▶ Problem
Can you resume the article below about the Ribeiro family's gymnastics background, picking up after its final sentence rather than working from the listing?

Aside from their history in the sport, Michelle and John own and run U.S. Gymnastics Development Center II, a developmental gymnastics facility in New York. The facility boasts four scholarship athletes and multiple junior champions, both male and female, and most notably, their son.

But when it came to Ribeiro, it was John who was more apprehensive about pushing his son into the sport.

“It was really fun, but it was so hard at the same time because of who my parents are,” Ribeiro said.

John knew the problems that came with gymnastics.

“I tried not to push him into the sport,” John said. “You’re always training, always in the gym, so I tried to get him to do other sports. He was never one of the best as a junior; it wasn’t until later on and now in college that he has excelled.

‘Throwing’ it all away

Ribeiro competed in the sport unabridged for the first 12 or so years of his life. He then experienced “the lull” that the three Ribeiros all said is something that is inevitable for most every gymnast. This refers to the point in a gymnast’s career when the work load becomes too much and too time consuming to conceivably continue in the sport.

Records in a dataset
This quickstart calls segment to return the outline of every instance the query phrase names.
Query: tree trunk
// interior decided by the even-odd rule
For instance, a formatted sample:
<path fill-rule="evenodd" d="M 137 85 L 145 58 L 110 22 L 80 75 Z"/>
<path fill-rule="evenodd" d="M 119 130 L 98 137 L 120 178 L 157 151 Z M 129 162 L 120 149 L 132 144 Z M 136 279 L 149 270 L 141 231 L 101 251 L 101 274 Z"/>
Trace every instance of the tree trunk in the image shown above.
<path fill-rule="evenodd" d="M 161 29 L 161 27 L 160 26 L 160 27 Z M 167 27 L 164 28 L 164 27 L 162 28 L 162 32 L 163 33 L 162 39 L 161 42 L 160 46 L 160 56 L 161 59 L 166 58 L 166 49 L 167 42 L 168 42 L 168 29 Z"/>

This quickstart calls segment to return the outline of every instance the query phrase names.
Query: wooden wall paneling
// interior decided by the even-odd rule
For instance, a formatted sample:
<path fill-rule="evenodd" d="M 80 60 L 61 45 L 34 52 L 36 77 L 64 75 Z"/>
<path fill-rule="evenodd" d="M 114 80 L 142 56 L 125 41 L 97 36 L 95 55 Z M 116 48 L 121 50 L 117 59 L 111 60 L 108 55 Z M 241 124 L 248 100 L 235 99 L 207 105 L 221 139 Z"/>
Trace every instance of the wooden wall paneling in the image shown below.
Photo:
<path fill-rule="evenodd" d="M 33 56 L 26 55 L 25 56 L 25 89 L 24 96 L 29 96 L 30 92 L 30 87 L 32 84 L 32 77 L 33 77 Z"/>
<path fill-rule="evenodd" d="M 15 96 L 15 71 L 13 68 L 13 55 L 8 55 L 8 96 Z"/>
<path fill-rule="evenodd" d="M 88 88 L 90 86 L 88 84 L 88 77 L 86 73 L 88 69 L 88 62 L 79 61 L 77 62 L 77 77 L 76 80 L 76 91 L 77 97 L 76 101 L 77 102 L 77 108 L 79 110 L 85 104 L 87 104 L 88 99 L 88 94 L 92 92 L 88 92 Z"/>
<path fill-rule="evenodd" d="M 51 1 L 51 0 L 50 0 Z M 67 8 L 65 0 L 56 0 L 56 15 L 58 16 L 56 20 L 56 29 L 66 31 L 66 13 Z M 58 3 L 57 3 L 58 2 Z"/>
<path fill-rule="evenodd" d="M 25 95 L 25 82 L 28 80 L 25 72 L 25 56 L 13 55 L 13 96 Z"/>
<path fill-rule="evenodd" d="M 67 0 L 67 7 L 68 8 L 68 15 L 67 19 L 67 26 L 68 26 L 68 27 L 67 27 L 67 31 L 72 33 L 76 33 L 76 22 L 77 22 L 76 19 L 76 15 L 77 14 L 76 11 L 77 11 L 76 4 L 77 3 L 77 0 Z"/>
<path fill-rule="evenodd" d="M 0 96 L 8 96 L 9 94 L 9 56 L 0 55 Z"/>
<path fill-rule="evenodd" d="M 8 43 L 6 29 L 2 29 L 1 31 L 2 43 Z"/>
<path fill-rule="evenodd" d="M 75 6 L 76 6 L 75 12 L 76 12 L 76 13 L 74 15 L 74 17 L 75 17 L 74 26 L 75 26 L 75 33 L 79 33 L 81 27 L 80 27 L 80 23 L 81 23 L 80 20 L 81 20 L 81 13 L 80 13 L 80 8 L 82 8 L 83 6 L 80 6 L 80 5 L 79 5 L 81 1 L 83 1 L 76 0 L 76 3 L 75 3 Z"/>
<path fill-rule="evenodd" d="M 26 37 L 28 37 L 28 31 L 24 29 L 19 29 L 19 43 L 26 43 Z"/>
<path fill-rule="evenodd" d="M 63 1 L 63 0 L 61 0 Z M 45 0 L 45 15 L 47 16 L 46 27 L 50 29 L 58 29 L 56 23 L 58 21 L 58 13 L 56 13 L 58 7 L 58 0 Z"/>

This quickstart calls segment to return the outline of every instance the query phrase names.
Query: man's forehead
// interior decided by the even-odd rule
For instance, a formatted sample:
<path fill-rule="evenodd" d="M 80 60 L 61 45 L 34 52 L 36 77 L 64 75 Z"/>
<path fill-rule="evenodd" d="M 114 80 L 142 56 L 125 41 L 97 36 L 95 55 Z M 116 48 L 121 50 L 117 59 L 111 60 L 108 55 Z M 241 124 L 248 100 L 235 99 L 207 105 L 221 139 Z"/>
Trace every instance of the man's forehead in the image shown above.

▶ Result of the task
As per Michelle’s rules of parenting, Ribeiro was allowed to back off of gymnastics, so long as he kept active in something else. That something quickly became baseball when Ribeiro discovered his passion for the sport.

“I would spend hours at the gym and sometimes I would get bored of the crazy things that I could do in the gym,” Ribeiro said about the beginning of his foray into baseball. “So I would sit in front of the TV and a lot of times the Yankee games would play and I fell in love with them.”

His love affair coincided with maturity and a pubescent enlightenment.

“At that point in seventh grade was the first time that I realized that I had a mind of my own,” Ribeiro said.

Looking back on the understanding years later, he says it jokingly, but still with a hint of realization in his voice that suggests he honestly may have not considered other options until then.

“What if I didn’t do gymnastics? Is that a possibility? Let me see if I can try baseball.”

With the blessing of his mother and ever-present support from his father, Ribeiro ventured into something new.

“From then on, I wanted to play,” Ribeiro said, “and I started to around seventh grade. I loved it, and I was terrible, I was so bad. It got to the point where I would calculate my batting average, it was like a .042. I got one hit in like 25 at bats or something. But I think it helped that I had that for a time, it kept me sane.”

That sanity gained from his newfound outlet is something Ribeiro said likely furthered his devotion to gymnastics. His career in baseball may have never caught the eye of Derek Jeter or George Steinbrenner but nevertheless provided a release from his lifetime of work in the gym.

John, too, had his own conflict of sporting interest growing up. Like many children growing up in Brazil, he had an affinity for soccer at an early age.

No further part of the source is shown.